*What to do*
1. According to the passage on Sargent's portrait of William Merritt Chase, who gave the painting to the Metropolitan Museum of Art?
2. Write the next part of the passage on Sargent's portrait of William Merritt Chase, picking up after its final sentence.

*Reading passage*
□ □ □ □ □ □ □

Painting by John Singer Sargent

William M. Chase, N. A. is a 1902 oil painting by John Singer Sargent depicting his fellow American painter William Merritt Chase. It is in the collection of the Metropolitan Museum of Art in New York, where it was donated in 1905 by a group of Chase's students who had commissioned the work. The postnominal "N. A." in the title indicates Chase's election as a National Academician of New York's National Academy of Design.

== Background ==

=== The artists' friendship ===
Chase and Sargent first met in Europe in 1881 and became lifelong friends. Both painters were among the leading figures of American art in the late nineteenth century, though their careers took different shapes: Sargent became the preeminent society portraitist on both sides of the Atlantic, while Chase was celebrated equally as an Impressionist painter and as one of the most influential art teachers of his generation. Chase founded the Chase School of Art (later the Parsons School of Design) and taught at the Art Students League of New York, the Pennsylvania Academy of the Fine Arts, and the Art Institute of Chicago; his students included Georgia O'Keeffe, Edward Hopper, George Bellows, Rockwell Kent, and Joseph Stella.

The two artists had earlier collaborated in 1890, when Sargent arranged to stage a performance by the Spanish dancer La Carmencita at Chase's Tenth Street studio in New York so that both painters could work from the same model. Chase was an admirer of Sargent's work, and by the turn of the century he was regarded alongside Sargent as one of the foremost American portrait painters.

□ □ □ □ □ □ □

*Stored records*

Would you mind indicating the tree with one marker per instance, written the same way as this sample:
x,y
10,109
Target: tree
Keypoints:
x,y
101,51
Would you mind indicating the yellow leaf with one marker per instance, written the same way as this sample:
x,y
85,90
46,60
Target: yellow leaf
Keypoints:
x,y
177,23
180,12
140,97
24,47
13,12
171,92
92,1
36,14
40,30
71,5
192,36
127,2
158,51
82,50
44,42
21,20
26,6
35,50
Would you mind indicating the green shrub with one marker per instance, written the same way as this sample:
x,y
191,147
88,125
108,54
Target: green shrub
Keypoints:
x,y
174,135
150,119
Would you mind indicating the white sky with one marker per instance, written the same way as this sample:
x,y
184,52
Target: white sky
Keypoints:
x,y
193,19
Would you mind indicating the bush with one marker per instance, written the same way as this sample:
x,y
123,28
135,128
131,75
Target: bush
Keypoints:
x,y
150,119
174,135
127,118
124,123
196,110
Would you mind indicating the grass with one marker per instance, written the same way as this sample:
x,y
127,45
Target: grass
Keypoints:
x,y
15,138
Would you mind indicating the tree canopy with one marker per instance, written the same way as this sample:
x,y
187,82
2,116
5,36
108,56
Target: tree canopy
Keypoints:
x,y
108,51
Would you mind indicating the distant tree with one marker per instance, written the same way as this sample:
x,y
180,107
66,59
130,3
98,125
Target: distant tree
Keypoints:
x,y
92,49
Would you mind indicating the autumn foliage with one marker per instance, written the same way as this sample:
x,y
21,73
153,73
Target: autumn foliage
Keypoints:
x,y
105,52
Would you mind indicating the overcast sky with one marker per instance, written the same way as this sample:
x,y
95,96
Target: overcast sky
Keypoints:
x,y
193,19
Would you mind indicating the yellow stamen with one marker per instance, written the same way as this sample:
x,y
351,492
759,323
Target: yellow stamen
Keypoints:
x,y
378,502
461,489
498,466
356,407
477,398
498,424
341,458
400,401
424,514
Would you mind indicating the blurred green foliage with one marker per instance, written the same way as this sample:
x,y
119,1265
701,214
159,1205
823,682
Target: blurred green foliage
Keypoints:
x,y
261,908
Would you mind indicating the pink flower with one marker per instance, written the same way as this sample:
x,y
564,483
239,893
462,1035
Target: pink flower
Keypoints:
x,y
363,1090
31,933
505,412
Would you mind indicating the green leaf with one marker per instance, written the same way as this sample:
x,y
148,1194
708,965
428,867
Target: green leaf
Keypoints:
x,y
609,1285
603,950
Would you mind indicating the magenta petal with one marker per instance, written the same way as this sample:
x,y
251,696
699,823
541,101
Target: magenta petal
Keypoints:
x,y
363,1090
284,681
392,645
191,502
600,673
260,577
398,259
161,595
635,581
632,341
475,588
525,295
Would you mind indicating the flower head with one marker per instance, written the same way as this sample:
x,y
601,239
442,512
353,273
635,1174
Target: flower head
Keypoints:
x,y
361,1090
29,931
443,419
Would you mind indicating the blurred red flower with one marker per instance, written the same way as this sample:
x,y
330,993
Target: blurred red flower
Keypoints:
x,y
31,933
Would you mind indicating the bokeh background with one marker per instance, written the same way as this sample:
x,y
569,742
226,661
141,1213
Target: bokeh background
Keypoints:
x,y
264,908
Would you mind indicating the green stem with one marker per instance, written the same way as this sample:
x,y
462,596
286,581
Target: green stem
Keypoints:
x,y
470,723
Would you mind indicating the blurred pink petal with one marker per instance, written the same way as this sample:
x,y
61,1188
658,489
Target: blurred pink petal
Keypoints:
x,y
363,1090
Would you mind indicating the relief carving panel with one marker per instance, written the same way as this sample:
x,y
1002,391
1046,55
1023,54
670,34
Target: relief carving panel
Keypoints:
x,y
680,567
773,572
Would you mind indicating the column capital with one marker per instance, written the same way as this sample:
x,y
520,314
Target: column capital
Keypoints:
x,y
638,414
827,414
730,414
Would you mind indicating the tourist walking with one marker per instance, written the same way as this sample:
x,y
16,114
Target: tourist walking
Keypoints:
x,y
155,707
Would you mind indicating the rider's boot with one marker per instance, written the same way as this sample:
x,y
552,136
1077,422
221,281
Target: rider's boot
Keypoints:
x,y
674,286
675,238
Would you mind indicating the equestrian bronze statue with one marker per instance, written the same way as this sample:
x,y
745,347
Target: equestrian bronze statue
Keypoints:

□ □ □ □ □ □ □

*Task results*
1. A group of Chase's students who had commissioned the work.

2.
=== Commission ===
In 1902, a group of Chase's students commissioned Sargent to paint a portrait of their teacher, intending to donate it to the Metropolitan Museum of Art in Chase's honor. Chase was at the height of his reputation: he had directed the Shinnecock Hills Summer School of Art on Long Island from 1891 to 1902 and was widely recognized as one of the most beloved art instructors in the country. The portrait was painted in Sargent's London studio during a visit by Chase to England.

== Description ==
The painting depicts Chase standing in a three-quarter-length pose against a dark, neutral background. He holds a palette and paintbrushes in his left hand and a poised brush in his right, as though he has paused in the midst of painting to scrutinize his canvas. Chase wears what he called his "old blue studio coat," which Sargent insisted he put on instead of the formal frock coat that Chase preferred. A carnation is visible in his buttonhole, and his assured, upright stance projects an air of confidence and professionalism.

The choice of working attire over formal dress was deliberate on Sargent's part, presenting Chase in his identity as a practicing painter rather than simply as a gentleman. The Metropolitan Museum's catalogue description notes that Chase's "working attire, palette, poised brush, and assured stance suggest his dual persona as a painter and a gentleman."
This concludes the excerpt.